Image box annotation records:

--- start ---

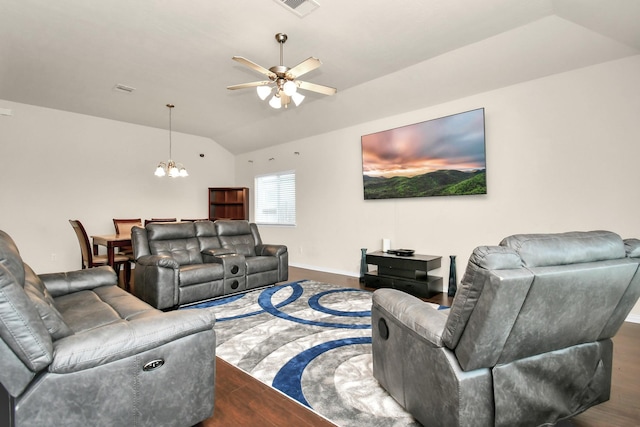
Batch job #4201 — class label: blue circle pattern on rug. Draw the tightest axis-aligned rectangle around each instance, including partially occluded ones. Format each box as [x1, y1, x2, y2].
[309, 289, 371, 317]
[272, 337, 371, 408]
[258, 283, 371, 329]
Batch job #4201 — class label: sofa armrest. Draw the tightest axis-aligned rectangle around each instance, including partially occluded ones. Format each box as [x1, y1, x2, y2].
[256, 244, 287, 256]
[39, 266, 118, 298]
[373, 289, 447, 348]
[48, 309, 215, 374]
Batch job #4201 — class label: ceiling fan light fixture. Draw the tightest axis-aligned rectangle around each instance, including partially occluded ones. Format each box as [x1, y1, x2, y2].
[291, 92, 304, 107]
[269, 95, 282, 109]
[282, 80, 298, 96]
[256, 86, 272, 101]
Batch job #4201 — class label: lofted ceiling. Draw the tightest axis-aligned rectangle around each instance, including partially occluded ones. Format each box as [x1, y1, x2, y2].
[0, 0, 640, 154]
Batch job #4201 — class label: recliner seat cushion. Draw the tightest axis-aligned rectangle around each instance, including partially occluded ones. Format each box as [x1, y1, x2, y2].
[245, 256, 278, 274]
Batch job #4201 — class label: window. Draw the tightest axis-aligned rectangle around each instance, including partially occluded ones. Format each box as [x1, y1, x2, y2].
[255, 171, 296, 225]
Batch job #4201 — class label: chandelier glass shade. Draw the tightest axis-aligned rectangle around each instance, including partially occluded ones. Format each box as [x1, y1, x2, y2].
[154, 104, 189, 178]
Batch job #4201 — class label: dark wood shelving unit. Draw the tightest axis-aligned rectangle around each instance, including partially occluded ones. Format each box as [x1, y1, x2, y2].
[209, 187, 249, 221]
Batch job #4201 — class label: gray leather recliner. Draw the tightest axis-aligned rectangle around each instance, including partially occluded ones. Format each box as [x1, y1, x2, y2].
[131, 220, 289, 310]
[0, 231, 216, 427]
[372, 231, 640, 427]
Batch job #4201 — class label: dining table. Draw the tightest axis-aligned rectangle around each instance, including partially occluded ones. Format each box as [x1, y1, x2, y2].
[91, 233, 131, 267]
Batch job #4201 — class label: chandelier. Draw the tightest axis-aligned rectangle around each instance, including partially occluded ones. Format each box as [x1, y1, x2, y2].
[155, 104, 189, 178]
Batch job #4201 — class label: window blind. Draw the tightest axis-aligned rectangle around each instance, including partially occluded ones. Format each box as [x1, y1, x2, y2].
[254, 171, 296, 225]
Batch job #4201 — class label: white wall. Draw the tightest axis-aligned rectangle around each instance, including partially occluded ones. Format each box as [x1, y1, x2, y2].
[236, 56, 640, 315]
[0, 100, 235, 273]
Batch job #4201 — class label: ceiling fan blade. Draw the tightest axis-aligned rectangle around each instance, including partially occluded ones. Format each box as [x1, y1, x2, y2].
[227, 80, 271, 90]
[287, 56, 322, 79]
[231, 56, 276, 80]
[296, 80, 338, 95]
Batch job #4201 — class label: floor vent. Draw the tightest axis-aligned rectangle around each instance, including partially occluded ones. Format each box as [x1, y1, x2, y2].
[273, 0, 320, 18]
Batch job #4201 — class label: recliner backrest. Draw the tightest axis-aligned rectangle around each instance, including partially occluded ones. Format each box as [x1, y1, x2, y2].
[147, 222, 202, 265]
[193, 221, 222, 251]
[443, 231, 640, 370]
[214, 220, 256, 257]
[0, 231, 53, 382]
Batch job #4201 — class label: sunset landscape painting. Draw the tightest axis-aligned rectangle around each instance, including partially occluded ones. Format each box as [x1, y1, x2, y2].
[362, 108, 487, 200]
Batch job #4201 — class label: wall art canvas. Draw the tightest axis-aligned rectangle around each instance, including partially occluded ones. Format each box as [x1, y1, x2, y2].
[361, 108, 487, 200]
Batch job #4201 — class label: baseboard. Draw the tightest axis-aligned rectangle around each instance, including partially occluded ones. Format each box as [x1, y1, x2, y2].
[289, 264, 640, 323]
[289, 263, 360, 277]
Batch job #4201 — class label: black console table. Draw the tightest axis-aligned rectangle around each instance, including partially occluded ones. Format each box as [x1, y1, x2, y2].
[364, 251, 442, 298]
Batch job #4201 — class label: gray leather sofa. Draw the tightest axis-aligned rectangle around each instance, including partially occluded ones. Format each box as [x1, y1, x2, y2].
[131, 220, 289, 310]
[372, 231, 640, 427]
[0, 231, 216, 427]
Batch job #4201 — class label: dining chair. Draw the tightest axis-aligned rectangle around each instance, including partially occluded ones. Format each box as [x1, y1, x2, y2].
[113, 218, 142, 262]
[113, 218, 142, 234]
[69, 219, 131, 291]
[144, 218, 176, 225]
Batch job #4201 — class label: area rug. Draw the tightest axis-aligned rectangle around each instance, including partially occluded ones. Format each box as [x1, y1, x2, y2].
[182, 281, 448, 427]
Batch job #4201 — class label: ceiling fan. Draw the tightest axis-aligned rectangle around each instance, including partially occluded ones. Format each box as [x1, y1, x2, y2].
[227, 33, 337, 108]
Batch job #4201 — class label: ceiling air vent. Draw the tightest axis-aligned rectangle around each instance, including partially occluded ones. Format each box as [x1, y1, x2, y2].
[273, 0, 320, 18]
[113, 83, 136, 93]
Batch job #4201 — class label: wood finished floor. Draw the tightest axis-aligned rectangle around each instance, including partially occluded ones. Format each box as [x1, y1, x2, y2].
[198, 267, 640, 427]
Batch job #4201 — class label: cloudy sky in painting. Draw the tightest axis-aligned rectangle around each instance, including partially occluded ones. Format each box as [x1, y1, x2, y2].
[362, 109, 486, 178]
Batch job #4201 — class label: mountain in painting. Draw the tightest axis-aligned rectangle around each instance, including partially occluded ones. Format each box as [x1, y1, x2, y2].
[364, 169, 487, 200]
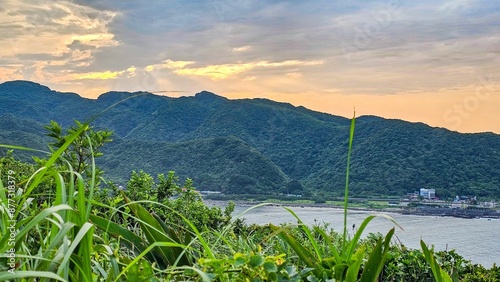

--- end ---

● **WORK TO DO**: Can you render every line of the rows above as a Markdown table with the columns "No." and "Line", numbering each line, skipping blank lines, and leaving the pictures out?

● **FINAL RESULT**:
| No. | Line |
|---|---|
| 1 | Batch job #4201 — class label: blue circle pattern on rug. Draw the tightest axis-aligned rectangle around each instance, including partially occluded ones. Format each box as [x1, y1, x2, y2]. |
| 2 | [309, 289, 371, 317] |
| 3 | [272, 337, 371, 408] |
| 4 | [258, 283, 371, 329] |
| 5 | Batch job #4201 — class label: sofa armrest. Draw the tightest axis-aligned rectangle around each instance, including partially occluded ones. Format each box as [x1, y1, x2, y2]. |
| 6 | [256, 244, 287, 256] |
| 7 | [39, 266, 118, 298] |
| 8 | [373, 289, 447, 348] |
| 9 | [48, 309, 215, 374] |
| 10 | Batch job #4201 — class label: ceiling fan light fixture. Draw the tightest axis-aligned rectangle around each instance, including partially occluded ones. Format each box as [x1, y1, x2, y2]. |
| 11 | [291, 92, 304, 107] |
| 12 | [269, 95, 282, 109] |
| 13 | [282, 80, 298, 96] |
| 14 | [256, 86, 272, 101] |
| 15 | Batch job #4201 — class label: lofted ceiling. Draw the tightest axis-aligned rectangle around each instance, including partially occluded ones. Format each box as [x1, y1, x2, y2]. |
| 16 | [0, 0, 640, 154] |
| 17 | Batch job #4201 — class label: recliner seat cushion. Draw the tightest axis-aligned rectangle around each instance, including partially occluded ones. Format each box as [x1, y1, x2, y2]. |
| 18 | [245, 256, 278, 274] |
| 19 | Batch job #4201 — class label: window. Draw the tightest axis-aligned rectangle around each instance, including partially occluded ones. Format each box as [x1, y1, x2, y2]. |
| 20 | [255, 171, 296, 225] |
| 21 | Batch job #4201 — class label: chandelier glass shade. Draw the tightest axis-aligned rectangle around each instance, including partially occluded ones. Format each box as [x1, y1, x2, y2]. |
| 22 | [154, 104, 189, 178] |
| 23 | Batch job #4201 — class label: dark wood shelving unit. Draw the tightest axis-aligned rectangle around each instance, including partially occluded ones. Format each box as [x1, y1, x2, y2]. |
| 24 | [209, 187, 249, 221] |
| 25 | Batch job #4201 — class label: gray leather recliner. Draw the tightest axis-aligned rectangle around each instance, including partially occluded ones. Format each box as [x1, y1, x2, y2]. |
| 26 | [131, 220, 289, 310] |
| 27 | [0, 231, 216, 427] |
| 28 | [372, 231, 640, 427] |
| 29 | Batch job #4201 — class label: dining table. Draw the tightest axis-aligned rectangle around each instance, including partially occluded ones. Format each box as [x1, y1, x2, y2]. |
| 30 | [91, 233, 131, 267] |
| 31 | Batch job #4201 — class label: chandelier. Draw the tightest axis-aligned rectangle around each instance, including partially occluded ones. Format each box as [x1, y1, x2, y2]. |
| 32 | [155, 104, 189, 178] |
| 33 | Batch job #4201 — class label: window blind. Draw the tightest axis-aligned rectangle around each instance, including partially occluded ones. Format each box as [x1, y1, x2, y2]. |
| 34 | [254, 171, 296, 225] |
| 35 | Batch job #4201 — class label: white wall. Draw the tightest axis-aligned rectangle around each instance, including partially occluded ones. Format each box as [x1, y1, x2, y2]. |
| 36 | [236, 56, 640, 315] |
| 37 | [0, 100, 235, 273] |
| 38 | Batch job #4201 — class label: ceiling fan blade. Draw the tightest axis-aligned rectangle around each instance, including partially occluded ones. Format each box as [x1, y1, x2, y2]. |
| 39 | [227, 80, 271, 90] |
| 40 | [287, 56, 322, 79] |
| 41 | [231, 56, 276, 80] |
| 42 | [296, 80, 338, 95] |
| 43 | Batch job #4201 — class label: floor vent. Draw the tightest axis-aligned rectangle around each instance, including partially occluded ones. Format each box as [x1, y1, x2, y2]. |
| 44 | [273, 0, 320, 18] |
| 45 | Batch job #4201 — class label: recliner backrest. Draw the tightest axis-aligned rectangle around each instance, including partially occluded ones. Format each box as [x1, y1, x2, y2]. |
| 46 | [147, 222, 202, 265] |
| 47 | [193, 221, 222, 251] |
| 48 | [443, 231, 640, 370] |
| 49 | [214, 220, 256, 257] |
| 50 | [0, 231, 53, 382] |
| 51 | Batch job #4201 — class label: sunset landscape painting. Draw the tightest axis-aligned rectangle around each instance, including partially occluded ones. Format each box as [x1, y1, x2, y2]. |
| 52 | [362, 108, 487, 200] |
| 53 | Batch job #4201 — class label: wall art canvas. Draw the tightest axis-aligned rectangle around each instance, including partially occluded ones. Format each box as [x1, y1, x2, y2]. |
| 54 | [361, 108, 487, 200] |
| 55 | Batch job #4201 — class label: baseboard. Draw the tightest axis-aligned rectangle around each instance, including partially occluded ones. Format each box as [x1, y1, x2, y2]. |
| 56 | [289, 264, 640, 323] |
| 57 | [289, 263, 360, 277] |
| 58 | Batch job #4201 — class label: black console table. Draw the tightest axis-aligned rectangle around each instance, including partially occluded ones. Format each box as [x1, y1, x2, y2]. |
| 59 | [364, 251, 442, 298] |
| 60 | Batch job #4201 — class label: gray leather sofa. Draw the tightest axis-aligned rectangle around each instance, including partially occluded ones. Format each box as [x1, y1, x2, y2]. |
| 61 | [131, 220, 289, 310] |
| 62 | [372, 231, 640, 427] |
| 63 | [0, 231, 216, 427] |
| 64 | Batch job #4201 — class label: dining chair. Draw the tightest axis-aligned rectangle around each instance, including partially occluded ones. Format each box as [x1, y1, x2, y2]. |
| 65 | [113, 218, 142, 262] |
| 66 | [113, 218, 142, 234] |
| 67 | [69, 219, 131, 291] |
| 68 | [144, 218, 176, 225] |
| 69 | Batch job #4201 — class label: area rug. Draw the tightest axis-aligned rectangle around each instance, including partially occluded ones. Format each box as [x1, y1, x2, y2]. |
| 70 | [182, 281, 448, 427] |
| 71 | Batch job #4201 — class label: ceiling fan. Draw the tightest axis-aligned rectangle around each instance, including partially occluded ones. Format each box as [x1, y1, x2, y2]. |
| 72 | [227, 33, 337, 108] |
| 73 | Batch job #4201 — class label: ceiling air vent. Draw the tightest axis-aligned rectangle around each instance, including partially occluded ones. Format each box as [x1, y1, x2, y2]. |
| 74 | [273, 0, 320, 18] |
| 75 | [113, 83, 136, 93] |
| 76 | Batch job #4201 — class label: wood finished floor. Draw the tightest axis-aligned rectangle around each instance, including partially occluded ones. Format each box as [x1, y1, x2, y2]. |
| 77 | [198, 267, 640, 427] |
| 78 | Batch job #4201 — class label: cloudy sky in painting. Draw the tightest axis-aligned rectangle around each instance, including partially occluded ones. Format each box as [x1, y1, x2, y2]. |
| 79 | [362, 109, 486, 178] |
| 80 | Batch job #4201 — class label: mountain in painting. Draw the tightest axis-aligned rectangle around each instance, including partially occluded ones. Format each box as [x1, y1, x2, y2]. |
| 81 | [364, 169, 487, 200] |